▸ Exercise instructions:
Copy the items in the stretch from the line containing "with curly hair." through the end of the items, substituting "wavy hair" for "curly hair" and leaving everything else unchanged.

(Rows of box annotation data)
++++++++++++++++++++
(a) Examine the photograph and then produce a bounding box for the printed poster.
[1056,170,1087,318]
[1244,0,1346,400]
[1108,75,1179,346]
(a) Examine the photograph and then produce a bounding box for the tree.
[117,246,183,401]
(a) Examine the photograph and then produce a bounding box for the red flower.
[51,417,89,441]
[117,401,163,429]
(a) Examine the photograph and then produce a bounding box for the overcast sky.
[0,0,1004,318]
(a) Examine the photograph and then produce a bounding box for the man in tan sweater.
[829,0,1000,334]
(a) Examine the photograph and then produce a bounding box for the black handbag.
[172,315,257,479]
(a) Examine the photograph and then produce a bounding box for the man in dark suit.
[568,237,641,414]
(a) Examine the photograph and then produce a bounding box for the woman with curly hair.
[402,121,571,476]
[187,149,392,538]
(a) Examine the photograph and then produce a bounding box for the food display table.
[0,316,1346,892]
++++++++++++++++++++
▸ Complete output:
(a) Examine the photograph and then produce a bounding box for the woman with wavy hair.
[402,121,571,476]
[187,149,392,538]
(a) Examine the photograph and then produce a bounding box for the food display table.
[0,316,1346,892]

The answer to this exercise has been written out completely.